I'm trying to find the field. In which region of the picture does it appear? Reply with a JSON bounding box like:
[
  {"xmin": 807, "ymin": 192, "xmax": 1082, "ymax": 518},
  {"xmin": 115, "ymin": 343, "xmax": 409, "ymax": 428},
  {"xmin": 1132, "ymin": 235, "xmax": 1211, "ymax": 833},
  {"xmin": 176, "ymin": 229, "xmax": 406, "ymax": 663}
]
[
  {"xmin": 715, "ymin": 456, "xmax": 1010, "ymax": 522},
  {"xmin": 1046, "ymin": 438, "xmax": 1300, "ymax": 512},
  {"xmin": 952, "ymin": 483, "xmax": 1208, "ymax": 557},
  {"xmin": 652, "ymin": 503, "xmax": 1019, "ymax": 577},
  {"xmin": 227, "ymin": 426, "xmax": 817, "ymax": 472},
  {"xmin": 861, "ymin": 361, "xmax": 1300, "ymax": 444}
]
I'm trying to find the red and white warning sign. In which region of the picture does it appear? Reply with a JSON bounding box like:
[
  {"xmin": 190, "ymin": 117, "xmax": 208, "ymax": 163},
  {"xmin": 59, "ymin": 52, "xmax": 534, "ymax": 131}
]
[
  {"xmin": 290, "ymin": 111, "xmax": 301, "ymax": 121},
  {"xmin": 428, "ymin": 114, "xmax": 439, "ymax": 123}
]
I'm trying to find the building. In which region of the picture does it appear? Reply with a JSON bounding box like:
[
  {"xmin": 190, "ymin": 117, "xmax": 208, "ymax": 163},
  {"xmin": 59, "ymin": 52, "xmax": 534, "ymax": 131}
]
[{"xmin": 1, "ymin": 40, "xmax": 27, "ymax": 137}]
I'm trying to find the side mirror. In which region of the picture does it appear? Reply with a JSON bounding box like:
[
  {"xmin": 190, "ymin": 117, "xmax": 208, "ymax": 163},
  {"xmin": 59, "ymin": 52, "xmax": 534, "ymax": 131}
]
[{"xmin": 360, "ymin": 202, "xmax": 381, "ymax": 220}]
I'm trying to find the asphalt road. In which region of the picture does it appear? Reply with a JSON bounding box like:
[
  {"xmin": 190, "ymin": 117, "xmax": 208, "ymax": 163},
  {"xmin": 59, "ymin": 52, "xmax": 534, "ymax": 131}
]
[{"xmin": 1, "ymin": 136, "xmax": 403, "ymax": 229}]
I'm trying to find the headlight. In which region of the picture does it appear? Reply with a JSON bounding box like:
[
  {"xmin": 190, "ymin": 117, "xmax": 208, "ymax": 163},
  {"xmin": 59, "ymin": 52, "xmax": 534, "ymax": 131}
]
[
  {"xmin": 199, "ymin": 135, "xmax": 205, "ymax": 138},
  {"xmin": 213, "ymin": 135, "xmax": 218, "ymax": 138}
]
__________________________________________________
» **Required work**: Output all the lines above, matching them word for word.

» **Solution below**:
I'm trying to find the field. In which region of the picture does it appear? Reply with a JSON bounding box like:
[
  {"xmin": 807, "ymin": 192, "xmax": 1082, "ymax": 518},
  {"xmin": 115, "ymin": 343, "xmax": 409, "ymax": 428},
  {"xmin": 1132, "ymin": 235, "xmax": 1211, "ymax": 833},
  {"xmin": 176, "ymin": 229, "xmax": 406, "ymax": 663}
]
[
  {"xmin": 715, "ymin": 456, "xmax": 1010, "ymax": 522},
  {"xmin": 1046, "ymin": 438, "xmax": 1300, "ymax": 512},
  {"xmin": 952, "ymin": 483, "xmax": 1208, "ymax": 557},
  {"xmin": 652, "ymin": 503, "xmax": 1019, "ymax": 577},
  {"xmin": 227, "ymin": 426, "xmax": 817, "ymax": 472},
  {"xmin": 861, "ymin": 361, "xmax": 1300, "ymax": 444}
]
I'm trying to find the red and white warning sign. In which region of the picture does it appear? Reply with a JSON bounding box like:
[
  {"xmin": 190, "ymin": 117, "xmax": 208, "ymax": 163},
  {"xmin": 59, "ymin": 52, "xmax": 534, "ymax": 131}
]
[
  {"xmin": 290, "ymin": 111, "xmax": 301, "ymax": 121},
  {"xmin": 428, "ymin": 114, "xmax": 439, "ymax": 123}
]
I'm trying to find the building. In which region of the picture does it appear? Reply with a JSON bounding box like:
[
  {"xmin": 190, "ymin": 117, "xmax": 208, "ymax": 163},
  {"xmin": 59, "ymin": 52, "xmax": 534, "ymax": 131}
]
[{"xmin": 1, "ymin": 40, "xmax": 27, "ymax": 137}]
I'm trying to find the side mirror. In which region of the picture does it appear? Reply with a JSON bounding box like:
[
  {"xmin": 190, "ymin": 117, "xmax": 208, "ymax": 163},
  {"xmin": 59, "ymin": 52, "xmax": 534, "ymax": 131}
]
[{"xmin": 360, "ymin": 202, "xmax": 381, "ymax": 220}]
I'm trying to find the asphalt road. In which region of the picture does it appear? Reply with a JSON bounding box like:
[
  {"xmin": 190, "ymin": 117, "xmax": 208, "ymax": 163},
  {"xmin": 59, "ymin": 52, "xmax": 534, "ymax": 131}
]
[{"xmin": 1, "ymin": 136, "xmax": 403, "ymax": 229}]
I'm trying to find the headlight. In which region of the picture does it appear? Reply with a JSON bounding box like:
[
  {"xmin": 190, "ymin": 117, "xmax": 208, "ymax": 163},
  {"xmin": 59, "ymin": 52, "xmax": 534, "ymax": 131}
]
[
  {"xmin": 199, "ymin": 135, "xmax": 205, "ymax": 138},
  {"xmin": 213, "ymin": 135, "xmax": 218, "ymax": 138}
]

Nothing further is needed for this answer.